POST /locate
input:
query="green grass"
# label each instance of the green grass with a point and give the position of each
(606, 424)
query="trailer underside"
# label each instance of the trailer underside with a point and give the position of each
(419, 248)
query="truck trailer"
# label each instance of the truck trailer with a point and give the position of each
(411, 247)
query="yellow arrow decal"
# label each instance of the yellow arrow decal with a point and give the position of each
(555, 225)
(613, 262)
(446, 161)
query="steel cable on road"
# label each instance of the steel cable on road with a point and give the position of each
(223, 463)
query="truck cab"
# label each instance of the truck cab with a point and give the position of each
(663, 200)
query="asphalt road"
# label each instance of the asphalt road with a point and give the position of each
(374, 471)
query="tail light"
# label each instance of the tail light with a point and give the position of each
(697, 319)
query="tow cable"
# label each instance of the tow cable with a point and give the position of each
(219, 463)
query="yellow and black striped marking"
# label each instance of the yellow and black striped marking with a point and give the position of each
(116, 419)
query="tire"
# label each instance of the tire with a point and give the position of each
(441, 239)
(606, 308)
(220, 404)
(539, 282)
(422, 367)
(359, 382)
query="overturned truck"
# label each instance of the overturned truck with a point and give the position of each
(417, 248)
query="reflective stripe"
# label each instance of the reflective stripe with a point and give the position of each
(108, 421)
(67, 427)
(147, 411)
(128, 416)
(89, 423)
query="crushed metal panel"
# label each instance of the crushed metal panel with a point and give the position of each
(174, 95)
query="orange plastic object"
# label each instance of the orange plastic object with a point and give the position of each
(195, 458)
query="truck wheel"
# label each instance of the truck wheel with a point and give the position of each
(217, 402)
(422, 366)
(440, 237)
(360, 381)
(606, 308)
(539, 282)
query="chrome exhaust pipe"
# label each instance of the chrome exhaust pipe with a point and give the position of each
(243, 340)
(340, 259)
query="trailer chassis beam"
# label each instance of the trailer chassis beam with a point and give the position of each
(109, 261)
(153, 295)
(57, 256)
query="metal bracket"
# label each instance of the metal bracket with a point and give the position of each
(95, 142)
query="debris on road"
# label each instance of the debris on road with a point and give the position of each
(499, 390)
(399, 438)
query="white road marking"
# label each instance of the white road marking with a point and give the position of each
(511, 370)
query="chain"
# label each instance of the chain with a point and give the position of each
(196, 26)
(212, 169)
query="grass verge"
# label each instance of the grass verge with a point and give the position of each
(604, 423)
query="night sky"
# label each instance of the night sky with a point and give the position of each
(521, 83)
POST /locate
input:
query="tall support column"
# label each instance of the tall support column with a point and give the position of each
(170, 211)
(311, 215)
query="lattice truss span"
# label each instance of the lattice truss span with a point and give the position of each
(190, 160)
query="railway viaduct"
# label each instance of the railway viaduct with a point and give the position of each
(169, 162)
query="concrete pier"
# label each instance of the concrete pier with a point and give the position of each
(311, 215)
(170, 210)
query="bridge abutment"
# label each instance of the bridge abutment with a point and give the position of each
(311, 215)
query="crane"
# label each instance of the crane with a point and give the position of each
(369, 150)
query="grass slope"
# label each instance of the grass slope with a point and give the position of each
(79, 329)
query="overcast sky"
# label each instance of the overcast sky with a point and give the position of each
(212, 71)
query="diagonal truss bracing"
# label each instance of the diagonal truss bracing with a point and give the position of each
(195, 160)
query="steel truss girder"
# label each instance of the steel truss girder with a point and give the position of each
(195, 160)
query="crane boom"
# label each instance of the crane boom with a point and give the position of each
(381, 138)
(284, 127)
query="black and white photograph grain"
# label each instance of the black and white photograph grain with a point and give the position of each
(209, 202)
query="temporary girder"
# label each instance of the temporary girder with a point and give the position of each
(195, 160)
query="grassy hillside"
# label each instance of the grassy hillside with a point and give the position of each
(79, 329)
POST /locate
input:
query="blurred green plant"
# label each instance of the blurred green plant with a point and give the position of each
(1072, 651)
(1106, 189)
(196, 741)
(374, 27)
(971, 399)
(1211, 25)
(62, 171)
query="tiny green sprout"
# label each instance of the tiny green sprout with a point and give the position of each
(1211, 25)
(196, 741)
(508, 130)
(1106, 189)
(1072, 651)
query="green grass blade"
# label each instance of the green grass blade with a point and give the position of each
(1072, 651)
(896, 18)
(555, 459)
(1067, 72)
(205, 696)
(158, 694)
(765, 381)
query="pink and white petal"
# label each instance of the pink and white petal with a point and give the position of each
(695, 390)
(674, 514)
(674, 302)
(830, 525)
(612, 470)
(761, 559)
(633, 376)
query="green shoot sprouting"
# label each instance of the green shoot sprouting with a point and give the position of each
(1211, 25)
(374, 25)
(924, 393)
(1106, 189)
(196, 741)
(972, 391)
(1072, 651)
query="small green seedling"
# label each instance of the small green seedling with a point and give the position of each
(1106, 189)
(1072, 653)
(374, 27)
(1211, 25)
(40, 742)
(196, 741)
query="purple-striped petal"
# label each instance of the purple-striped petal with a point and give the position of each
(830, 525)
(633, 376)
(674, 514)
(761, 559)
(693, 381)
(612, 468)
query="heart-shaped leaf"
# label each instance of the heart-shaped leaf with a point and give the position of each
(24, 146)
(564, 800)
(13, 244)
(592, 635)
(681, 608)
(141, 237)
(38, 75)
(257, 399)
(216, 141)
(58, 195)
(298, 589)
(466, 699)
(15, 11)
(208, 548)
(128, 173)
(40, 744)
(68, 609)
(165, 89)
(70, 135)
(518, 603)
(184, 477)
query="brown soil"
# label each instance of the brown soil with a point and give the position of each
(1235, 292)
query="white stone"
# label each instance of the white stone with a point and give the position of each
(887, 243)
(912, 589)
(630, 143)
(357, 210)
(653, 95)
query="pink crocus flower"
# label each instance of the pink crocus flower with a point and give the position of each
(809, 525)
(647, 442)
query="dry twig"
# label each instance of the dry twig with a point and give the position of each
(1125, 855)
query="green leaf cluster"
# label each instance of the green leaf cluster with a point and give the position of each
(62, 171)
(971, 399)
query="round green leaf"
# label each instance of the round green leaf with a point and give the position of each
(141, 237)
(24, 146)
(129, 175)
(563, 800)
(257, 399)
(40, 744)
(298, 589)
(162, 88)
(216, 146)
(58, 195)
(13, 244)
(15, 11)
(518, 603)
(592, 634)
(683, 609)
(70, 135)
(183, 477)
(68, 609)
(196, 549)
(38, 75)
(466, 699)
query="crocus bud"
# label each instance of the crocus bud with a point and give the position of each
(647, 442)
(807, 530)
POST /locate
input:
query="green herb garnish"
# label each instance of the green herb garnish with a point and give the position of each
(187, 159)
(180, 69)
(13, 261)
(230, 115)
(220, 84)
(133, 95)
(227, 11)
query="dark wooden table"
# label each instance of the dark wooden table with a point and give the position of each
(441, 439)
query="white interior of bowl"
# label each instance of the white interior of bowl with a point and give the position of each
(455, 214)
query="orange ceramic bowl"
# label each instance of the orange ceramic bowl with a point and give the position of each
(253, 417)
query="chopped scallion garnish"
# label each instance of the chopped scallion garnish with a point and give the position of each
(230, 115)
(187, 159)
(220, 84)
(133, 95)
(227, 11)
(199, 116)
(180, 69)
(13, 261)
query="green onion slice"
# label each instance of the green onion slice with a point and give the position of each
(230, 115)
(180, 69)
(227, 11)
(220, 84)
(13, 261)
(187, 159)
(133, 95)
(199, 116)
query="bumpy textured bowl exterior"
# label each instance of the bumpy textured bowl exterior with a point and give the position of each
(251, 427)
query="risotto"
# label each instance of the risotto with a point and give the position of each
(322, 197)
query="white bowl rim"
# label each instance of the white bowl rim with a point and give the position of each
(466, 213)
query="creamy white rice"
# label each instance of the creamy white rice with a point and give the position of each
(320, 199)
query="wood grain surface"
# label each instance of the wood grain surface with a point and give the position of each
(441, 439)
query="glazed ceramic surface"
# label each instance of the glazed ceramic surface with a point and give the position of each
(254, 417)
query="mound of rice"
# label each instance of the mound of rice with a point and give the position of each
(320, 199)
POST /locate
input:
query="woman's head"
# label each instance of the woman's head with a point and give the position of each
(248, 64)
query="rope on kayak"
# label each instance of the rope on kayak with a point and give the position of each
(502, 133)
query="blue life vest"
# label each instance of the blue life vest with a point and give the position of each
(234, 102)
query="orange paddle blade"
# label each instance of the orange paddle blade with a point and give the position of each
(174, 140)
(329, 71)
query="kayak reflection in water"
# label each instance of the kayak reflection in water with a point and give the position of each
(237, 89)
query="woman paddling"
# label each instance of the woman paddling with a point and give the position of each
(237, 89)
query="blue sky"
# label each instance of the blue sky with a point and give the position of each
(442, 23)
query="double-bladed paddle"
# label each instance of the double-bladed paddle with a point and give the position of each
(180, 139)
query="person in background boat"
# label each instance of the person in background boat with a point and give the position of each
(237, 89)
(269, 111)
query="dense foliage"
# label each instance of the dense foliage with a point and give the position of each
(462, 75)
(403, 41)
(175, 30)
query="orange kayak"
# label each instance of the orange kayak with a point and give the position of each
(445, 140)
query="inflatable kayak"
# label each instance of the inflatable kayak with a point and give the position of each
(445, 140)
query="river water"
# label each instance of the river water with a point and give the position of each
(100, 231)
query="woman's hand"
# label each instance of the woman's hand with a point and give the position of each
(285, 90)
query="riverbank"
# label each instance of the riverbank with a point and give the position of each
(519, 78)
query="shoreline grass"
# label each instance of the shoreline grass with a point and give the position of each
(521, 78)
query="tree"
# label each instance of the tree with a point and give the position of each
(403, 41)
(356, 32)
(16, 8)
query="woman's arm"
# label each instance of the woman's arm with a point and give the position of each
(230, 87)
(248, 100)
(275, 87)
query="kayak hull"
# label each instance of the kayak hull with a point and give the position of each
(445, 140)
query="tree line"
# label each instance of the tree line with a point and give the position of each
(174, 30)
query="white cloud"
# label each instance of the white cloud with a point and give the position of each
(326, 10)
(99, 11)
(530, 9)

▶ [PROBLEM TO WORK ON]:
Count the lines in the records above that contain the string "asphalt", treating uppercase and lowercase as different. Give only the number.

▶ [ANSWER TO THIS PROBLEM]:
2